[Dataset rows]
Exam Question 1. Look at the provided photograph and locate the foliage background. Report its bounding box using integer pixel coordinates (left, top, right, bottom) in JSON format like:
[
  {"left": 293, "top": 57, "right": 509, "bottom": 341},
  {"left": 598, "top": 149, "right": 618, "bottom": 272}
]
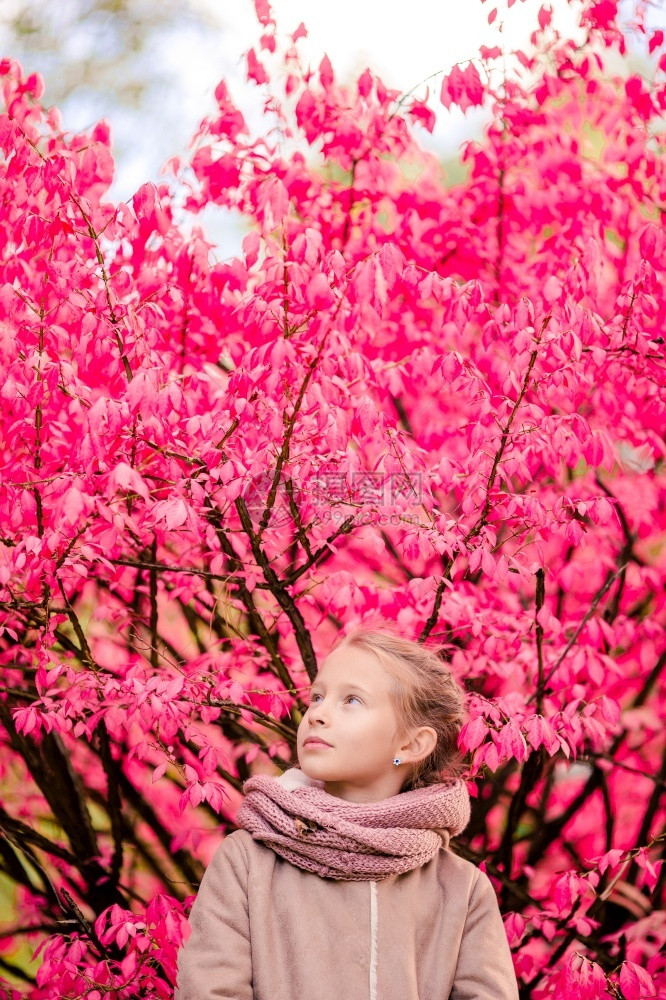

** Direction **
Render every line of the records above as a numbered list, omitting blank lines. Leave the pictures out of the answer.

** Answer for this exercise **
1. Exam Question 1. Look at the provided photograph and locate the foliage background. Report its bounding box using integer pixel coordinates (left, top, right, bottom) in JSON format like:
2. [
3.   {"left": 293, "top": 57, "right": 509, "bottom": 341},
4.   {"left": 598, "top": 149, "right": 618, "bottom": 272}
5. ]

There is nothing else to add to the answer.